Week 4 Power Rankings

Tier 1
1- Sporty Strauss (3-0) [+1]
2- Las Cabras (3-0) [+1]

Tier 2
3- Cooper Troopers (2-1) [+2]
4- Shepherd Goods Choppers (3-0) [+2]
5- $traight Cash Homie (2-1) [+2]
6- The BamOs (1-2) [-5]
7- Ornery Otters (1-2) [-3]

Tier 3
8- Win’s Up Doc (2-1) [+1]
9- DTC Porkchop Express (0-3) [-1]
10- The Pullies (0-3) [-]
11- Wait ’Til Next Year (1-2) [+1]
12- Minnesota Moose Knuckles (0-3) [-1]

(Tier 1) Sporty Strauss FINALLY takes the top spot, and an apology should be issued for keeping him at #2 for so long. It’s a spot the team has earned. It’s long-awaited for manager Michael Strauss, who has taken a stranglehold of the toughest division in the League of Leagues. Strauss ‘sports’ one of the only well-rounded rosters in the entire league. 2 (hopefully) good QBs. 3 great RBs. The top receiver in the league. A young tight end. It was a smart draft from a smart guy, and nobody’s catching him having an awful week unless his QB has a BYE.

All alone with Sporty Strauss in the top tier is Las Cabras, also 3-0. They rolled the Cooper Troopers in the dominant, defining win of the early season. The Matchup of the Week could have been more exciting down the stretch, but Cooper’s troops couldn’t find a way to march to victory on MNF. Cooper Johnson might be heartbroken by the loss, but the undefeated teams aren’t. Las Cabras and the Sporty Strauss will be watching each other’s scores every single week throughout the season. They are the two favorites to obtain a BYE, and don’t undersell the importance of a BYE in the season-long contest. Getting a BYE means you’ll score at least 9 points towards the 3-Sport Counter. Winning only one playoff game with a BYE means they’ll get either 12 or 15 points by getting 1st or 2nd.

A 3-0 record should make these teams as excited as Aaron Rodgers watching Mason Crosby kick a field goal.

(Tier 2) In a strange quirk, EVERY division has a 3-win team, a 2-win team, a 1-win team, and a winless team. Perfectly balanced, as all things should be. This means there is one more undefeated team to throw into BYE contention. The scrappy Shepherd Goods Choppers. The Choppers, despite scoring more points than any other team, including Sporty Strauss and Las Cabras, are still a step behind roster-wise. There are still serious concerns about them, especially without Christian McCaffrey for a couple of weeks and a defense that won’t be scoring exorbitant amounts of points every week. Lucky for Jordan Dye, he gets the league’s grotesquerie, the MN Moose Knuckles, rolling into town in RIVALRY WEEK.

$traight Cash Homie has also surprised this season. In a dynasty league, JaMarr Chase has been the steal of the draft. He has some legit young talent at QB and WR, but there has to be real concern about his backs as the season goes along. But having a kicker that hits 66 yarders does help.

- **Data provided**
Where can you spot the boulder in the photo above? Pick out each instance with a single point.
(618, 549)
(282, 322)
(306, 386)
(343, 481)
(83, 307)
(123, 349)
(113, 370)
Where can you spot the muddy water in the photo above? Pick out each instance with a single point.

- **Stated goal A**
In the entries, swap "spot" for "find" everywhere it appears and leave everything else unchanged.
- **Stated goal B**
Write the next part of the fantasy football power rankings, picking up after the last sentence shown.
The entries have no connection to the fantasy football power rankings.

- **Exercise output A**
Where can you find the boulder in the photo above? Pick out each instance with a single point.
(618, 549)
(282, 322)
(306, 386)
(343, 481)
(83, 307)
(123, 349)
(113, 370)
Where can you find the muddy water in the photo above? Pick out each instance with a single point.

- **Exercise output B**
Rounding out Tier 2 are two of the biggest disappointments of the season: the Ornery Otters and The BamOs. At only 1-2, these teams aren’t out of it by any stretch. But they are the only two teams to grace the top of the Power Rankings, and have proved more than beatable. Sam Alakija’s BamO’s are razor thin once you get past their first flex. The Otters are too reliant on WRs, which isn’t bad long-term in dynasty, but the trade off is having weeks like last week the WRs all shit the bed (with an injury or two mixed in).

(Tier 3) Wait ‘Til Next Year escaped the doghouse. He fled the Tier of Tiers, reserved for terrible teams coming off of terrible weeks. He got a win! While it was against the Moose Knuckles, it’s still a bit of momentum for a team in desperate need of something good to happen.

And we have a new trend! The bottom team in the Power Rankings has won each of the past two weeks. Does this mean the MN Moose Knuckles are poised to defeat the Choppers!? There’s a chance! All we know is every time either the Vikings or Browns pass the ball at US Bank Stadium, we’ll hear a groan from Chris Hall’s seat since he has both Cook/Mattison and Chubb and needs big games from each to crawl up the gutters of the League of Leagues.

Oatrick McGonagill and Win’s Up Doc scraped together a HUGE dub. He now goes by the monicker “The Vet,” because he’s out there putting otters and piggies to sleep every week. He might need to read the Hippocratic Oath again, because he’s just been killing the souls of his league mates out there for two weeks. Now, he’s got Wait ‘Til Next Year in a crucial game on the docket, but it’s yet to be determined if he can beat out a team that doesn’t have a beast or animal in its name.

And then there’s poor DTC Porkchop Express. It’s been a brutal start the the season, and now Craig McCall faces The BamO’s in an absolute “loser leaves town” matchup. This game was supposed to be a showdown between two top teams, but instead it features the two biggest disappointments fighting for a much-needed win to save their season. Both teams sacrificed football dollars for other sports, and that has come back to haunt them like MN Vikings kicker history.

Week 3 High Score

  • Las Cabras (Trevor Pearson and Jordan Sinclair)

  • 165 points

Notes: What a great time for the goats to become the GOAT of the week. There is no other game the entire season that Las Cabras would want to be the highest scoring team, and the squad got it done.

Week 3 Low Score

  • Ornery Otters (Korey Koob)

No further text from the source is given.